→ **Source passage**
━━━

NAAVoices was not created from certainty, but from lived experience and professional insight. As I migrate earlier work from the original platform, this post has been reviewed and approved for transfer. It remains true to its original context, with only minor clarity edits where needed. Some moments do not require rewriting to remain honest.
I left this morning — left a place that will always hold a piece of my heart.
This family welcomed Matthew and me with open arms. They showed us genuine warmth and kindness despite barely knowing us, and the past two days were, in a word, pure bliss. Last night Matthew walked almost two and a half miles each way — including a steep hill on the return. His determination was something I’ll never forget. I found myself prouder of him than I’ve been of anything in a long time. I can only hope the world treats him with the kindness he deserves.
Driving away this morning, tears streaming down my face, I felt the familiar weight crash back down. The thought of going home. Of facing tomorrow. Of hearing words that will confirm what I already fear. For the first time in a very long time, I found myself wishing for something — anything — to ease the pain I carry inside.
What’s Coming Tomorrow
A lot has happened. I’ll share it all gradually, but right now I need to focus on what’s directly ahead.
Tomorrow, the Police Professional Standards Department are coming to question me about one officer’s conduct.

━━━

→ **Bounding-box records**

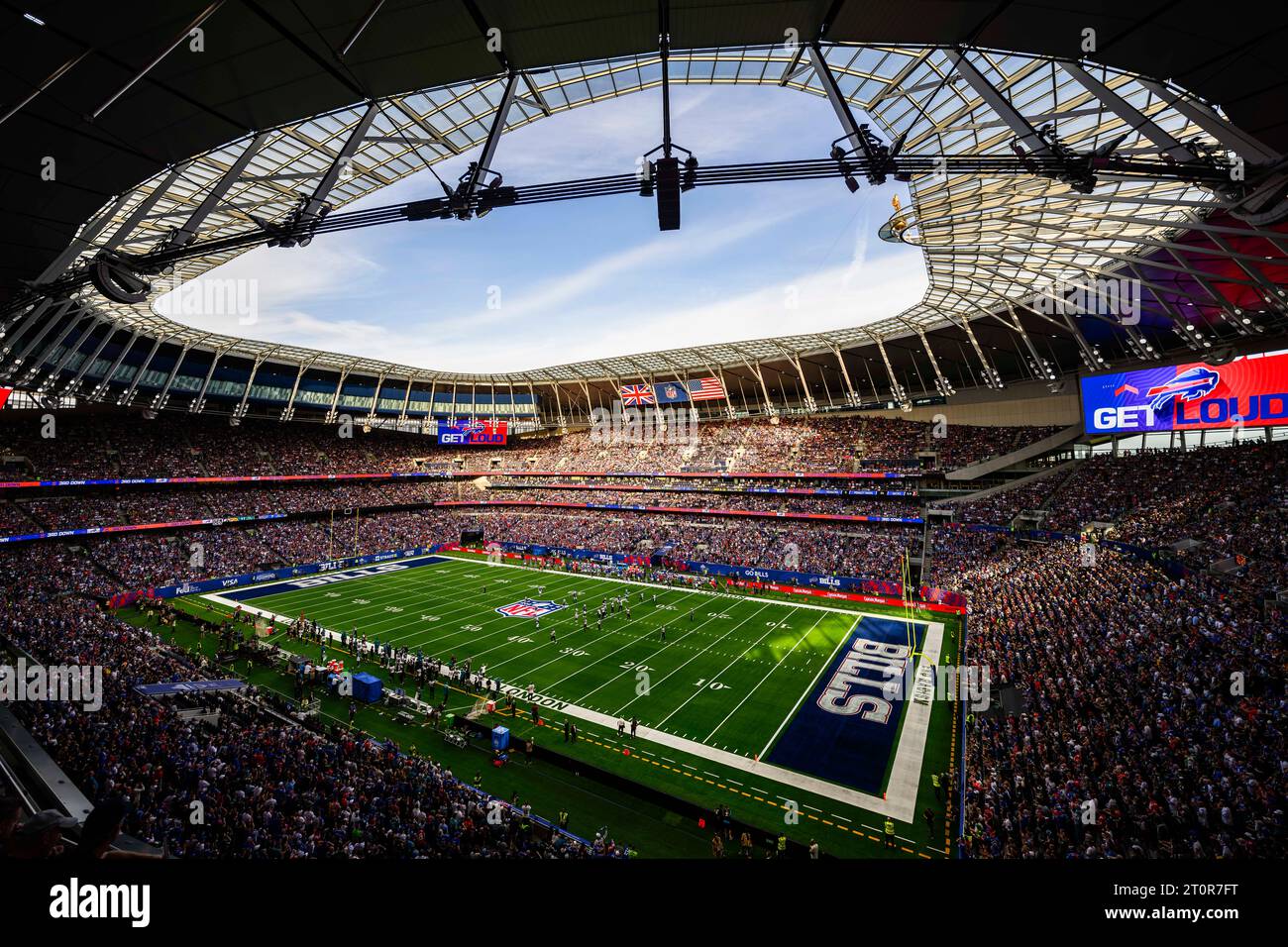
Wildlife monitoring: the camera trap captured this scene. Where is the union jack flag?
[690,377,725,401]
[617,385,657,407]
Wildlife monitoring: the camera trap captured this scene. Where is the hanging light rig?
[25,40,1272,316]
[639,0,698,231]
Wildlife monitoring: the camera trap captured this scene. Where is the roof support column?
[63,320,116,394]
[1136,76,1279,164]
[944,49,1052,155]
[163,132,269,250]
[90,329,139,399]
[832,346,859,407]
[233,356,268,420]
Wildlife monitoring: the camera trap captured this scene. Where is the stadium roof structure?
[0,0,1288,416]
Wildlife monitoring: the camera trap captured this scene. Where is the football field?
[203,556,943,821]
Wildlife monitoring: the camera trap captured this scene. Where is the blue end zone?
[767,616,926,795]
[219,556,454,601]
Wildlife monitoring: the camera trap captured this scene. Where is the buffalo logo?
[496,598,563,618]
[1145,365,1221,412]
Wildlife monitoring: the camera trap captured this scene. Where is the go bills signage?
[438,421,510,446]
[1082,353,1288,434]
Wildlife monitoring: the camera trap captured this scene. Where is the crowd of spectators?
[958,541,1288,858]
[0,412,1066,479]
[0,600,623,860]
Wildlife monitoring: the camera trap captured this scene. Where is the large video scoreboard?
[1082,352,1288,434]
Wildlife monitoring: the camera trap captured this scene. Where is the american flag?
[617,385,657,407]
[690,377,725,401]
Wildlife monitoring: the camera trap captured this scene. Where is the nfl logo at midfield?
[496,598,563,618]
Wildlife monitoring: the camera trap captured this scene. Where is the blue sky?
[170,86,926,372]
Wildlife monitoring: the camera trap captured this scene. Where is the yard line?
[617,605,769,727]
[702,614,825,742]
[760,614,863,756]
[456,592,696,675]
[555,602,741,710]
[662,610,793,743]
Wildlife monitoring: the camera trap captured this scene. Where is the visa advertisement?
[1082,353,1288,434]
[438,421,510,447]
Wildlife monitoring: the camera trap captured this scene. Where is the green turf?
[218,562,886,756]
[183,558,956,857]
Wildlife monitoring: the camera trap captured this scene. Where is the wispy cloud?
[170,86,924,372]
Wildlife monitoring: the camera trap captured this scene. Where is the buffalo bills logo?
[496,598,563,618]
[1145,365,1221,412]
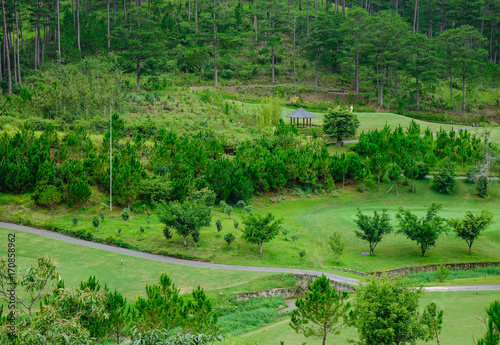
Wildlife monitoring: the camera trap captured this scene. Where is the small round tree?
[215,219,222,232]
[121,208,130,222]
[434,158,455,194]
[323,109,359,146]
[243,213,283,255]
[224,232,236,248]
[92,216,99,229]
[163,226,172,240]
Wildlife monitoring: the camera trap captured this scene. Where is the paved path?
[0,222,500,292]
[0,222,359,285]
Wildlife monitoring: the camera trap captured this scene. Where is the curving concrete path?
[0,222,500,292]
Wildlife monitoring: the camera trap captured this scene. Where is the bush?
[120,208,130,221]
[92,216,99,229]
[434,158,455,194]
[224,232,236,248]
[299,249,306,259]
[163,227,172,240]
[436,265,450,282]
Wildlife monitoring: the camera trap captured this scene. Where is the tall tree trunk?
[462,75,465,113]
[57,0,61,63]
[135,60,141,92]
[271,47,274,84]
[293,11,297,91]
[413,0,418,35]
[314,47,319,91]
[490,20,493,61]
[354,51,359,95]
[253,0,257,42]
[15,3,22,84]
[450,61,453,104]
[107,0,114,50]
[214,5,218,86]
[416,75,420,109]
[76,0,82,51]
[394,66,398,97]
[306,0,309,35]
[1,0,12,95]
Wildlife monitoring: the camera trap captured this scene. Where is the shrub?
[120,208,130,221]
[436,265,450,282]
[224,232,236,248]
[92,216,99,229]
[163,226,172,240]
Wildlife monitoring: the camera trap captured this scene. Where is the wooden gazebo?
[286,108,316,128]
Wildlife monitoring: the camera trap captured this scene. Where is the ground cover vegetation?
[0,257,500,345]
[0,0,499,120]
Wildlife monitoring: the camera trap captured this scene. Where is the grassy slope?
[0,228,293,301]
[3,180,500,271]
[229,291,498,345]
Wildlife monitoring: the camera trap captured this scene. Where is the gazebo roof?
[286,108,316,119]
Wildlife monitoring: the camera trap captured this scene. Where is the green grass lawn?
[231,291,498,345]
[0,180,500,272]
[0,228,295,302]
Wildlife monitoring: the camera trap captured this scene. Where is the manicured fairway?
[281,107,466,133]
[229,291,499,345]
[4,180,500,272]
[0,228,289,302]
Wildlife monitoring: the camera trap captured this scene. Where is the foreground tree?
[396,203,448,256]
[355,209,392,255]
[323,109,359,146]
[422,302,443,345]
[113,7,166,92]
[328,231,346,264]
[434,158,455,194]
[0,257,59,325]
[157,194,212,245]
[450,210,493,255]
[242,213,283,255]
[350,277,427,345]
[290,274,350,345]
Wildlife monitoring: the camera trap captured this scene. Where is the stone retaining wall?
[371,262,500,277]
[236,274,355,301]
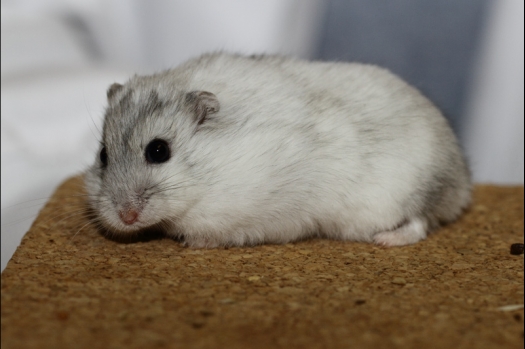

━━━

→ **Tasks and exercises**
- a) Copy word for word the part of the NAAVoices post starting at "This family welcomed" and ending at "I carry inside.".
- b) Extend the NAAVoices post with new writing that picks up right after its final sentence.
These entries are separate material and unrelated to the NAAVoices post.

→ **The results**
- a)
This family welcomed Matthew and me with open arms. They showed us genuine warmth and kindness despite barely knowing us, and the past two days were, in a word, pure bliss. Last night Matthew walked almost two and a half miles each way — including a steep hill on the return. His determination was something I’ll never forget. I found myself prouder of him than I’ve been of anything in a long time. I can only hope the world treats him with the kindness he deserves.
Driving away this morning, tears streaming down my face, I felt the familiar weight crash back down. The thought of going home. Of facing tomorrow. Of hearing words that will confirm what I already fear. For the first time in a very long time, I found myself wishing for something — anything — to ease the pain I carry inside.

- b)
When he first encountered me, his colleagues had already done their level best to destroy my life. The trauma I live with daily — the kind that rewires you, hardens you — was already firmly in place by then. I wasn’t seen as a victim when he arrived. At least, that’s not how it felt from where I was standing.
The hell I’d been through in the months before had changed me. It forced me to handle things alone, to rely only on myself. I didn’t extend to him the automatic respect usually given to authority figures — previous experiences had taught me exactly why not. But his approach was different. Gradually, my respect for him grew. In time, it became something that felt like friendship.
Now I’m questioning everything about our interactions. Wondering whether my perception was distorted — yet again — by everything I’d already been through.
Caught Between Two Impossible Things
Right now I’m sitting with anxiety so intense it makes me feel physically sick.
I’m caught between two things that feel impossible to reconcile: protecting him, and protecting my own self-worth and dignity. I know, deep down, that my wellbeing wouldn’t be a consideration if the roles were reversed. So the question that keeps circling is: how do I put my own needs first when, in their eyes, I am nothing?
Sometimes life feels impossibly hard. It tests me — not just through circumstances, but through how people treat me. No matter what I do, or how hard I try, it never feels like enough. I always end up managing the aftermath. I’m never the main concern. There’s this unspoken assumption that I can handle whatever gets thrown at me.
When you become small in other people’s eyes, being overlooked stops feeling like an injustice and starts feeling like a reflex you learn to live with. Protecting yourself becomes instinct.
What I struggle with most is this: when I care about someone, I protect them. I try to make things easier. And it is heartbreaking — truly heartbreaking — when the people you’ve given everything to keep showing you, again and again, how little you mean to them.
It is a very specific kind of grief. The grief of becoming insignificant to people who were never insignificant to you.
More to come. Slowly. When I’m ready.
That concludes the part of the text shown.